Work request 1: In the Voice of Women text, quote everything from "AFGANISTAN - In" down to "Voice of Women.".
Work request 2: Rewrite the paragraph of the Voice of Women text that begins "In addition to our other programs" as a short bulleted list that keeps its main facts.

Source text:
--------

AFGANISTAN - In 1996 when the Taliban took over in Afghanistan, we waited for the international community to rescue us. Surely they would not let this tyranny stand. I waited, but soon I decided that no help was coming. Believing that half the population could not be ignored, I set to work and founded my organization, the Voice of Women.
 |
|
Suraya Pakzad |
We started by educating girls. Soon I realized that the mothers needed help too. Today we have a wide range of programs. Our work with women in jail and children in conflict with the law aims to establish the rights of the abused. If we do not educate women today, and work to advance their rights, we cannot expect a peaceful future.
In addition to our other programs, Voice of Women runs a shelter for girls and women who have no place to go: girls who have run away from forced marriages, women who have been trafficked or escaped from traffickers, widows, wives who have been abused. We provide them with literacy and income-generating activities. We also have a shelter for addicted women and their children. Across Afghanistan, 100,000 women are addicted to opium or other drugs. My hope is to have one women’s shelter and one addiction clinic in each of our 34 provinces.

--------

Given information:
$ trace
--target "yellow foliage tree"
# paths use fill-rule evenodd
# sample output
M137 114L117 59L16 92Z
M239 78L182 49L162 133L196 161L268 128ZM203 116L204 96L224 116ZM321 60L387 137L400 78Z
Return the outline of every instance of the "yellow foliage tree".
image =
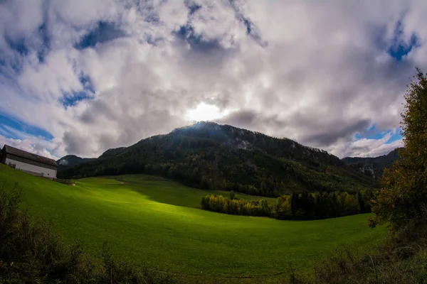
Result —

--------

Written solution 1:
AFGANISTAN - In 1996 when the Taliban took over in Afghanistan, we waited for the international community to rescue us. Surely they would not let this tyranny stand. I waited, but soon I decided that no help was coming. Believing that half the population could not be ignored, I set to work and founded my organization, the Voice of Women.

Written solution 2:
- Voice of Women runs a shelter for girls and women with nowhere to go, including girls fleeing forced marriages, women who were trafficked or escaped traffickers, widows, and abused wives.
- The shelter offers literacy and income-generating activities.
- A second shelter serves addicted women and their children.
- Across Afghanistan, 100,000 women are addicted to opium or other drugs.
- The goal is one women's shelter and one addiction clinic in each of the 34 provinces.